Exercise 1
In the Snake River Alliance statement below, what was the campaign that the group waged last summer called?
Exercise 2
Carry on the Snake River Alliance statement from its last sentence.

(Selected passage)

Beatrice Brailsford,
Nuclear Program Director

For forty years, the Snake River Alliance has fought against nuclear weapons and power projects, particularly those that would harm Idaho and spread nuclear contamination above the Snake River Aquifer. But we’ve always been mindful that all nuclear projects pose far-reaching peril. Last summer we waged a successful campaign – Don’t Waste  Idaho – to stop the plan to ship plutonium-laden nuclear weapons waste from Hanford, WA, to the Idaho National Laboratory. Now we’re going to Stop the Dirty Dozen – a proposal to build a 12-nuclear reactor power plants in eastern Idaho.

Nuclear power costs too much money and takes too much time to be an effective counter to climate change, particularly when matched up against renewable energy sources such as wind and solar.

(End Selected passage)
(Material shown)

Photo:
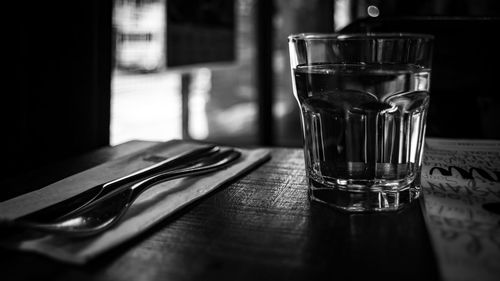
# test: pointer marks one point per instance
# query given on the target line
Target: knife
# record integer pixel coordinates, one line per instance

(End Material shown)

Answer space 1
Don't Waste Idaho

Answer space 2
The nuclear industry is dying at an accelerating rate, but the federal government wants to ignore market forces and save it. The Department of Energy (DOE) is pouring money into a slate of last gasp efforts at the Idaho National Laboratory (INL). The early stages of the Dirty Dozen proposal, the twelve nuclear power reactors at INL, have already cost federal taxpayers hundreds of millions of dollars.

The Dirty Dozen’s proposed reactors would be part of the new “small modular” category, all of which are supposed to produce less than 300 megawatts of electricity, though none have ever come on line.

Big Southern Butte, near INL – Idaho
Courtesy of US Department of State

The country’s earliest scheduled “small modular” reactor construction comes from the Utah Associated Municipal Power Systems, a political subdivision of the State of Utah. The Utah proposal is based on plans to build a dozen “small modular” NuScale-designed reactors totaling 720 megawatts on the federal land at INL.

To be clear, the Dirty Dozen nuclear power plant is not small! At 720 MW, it would be the largest power plant in Idaho and would produce more electricity annually than the entire Hells Canyon complex (the dams at Hells Canyon, Oxbow, and Brownlee combined).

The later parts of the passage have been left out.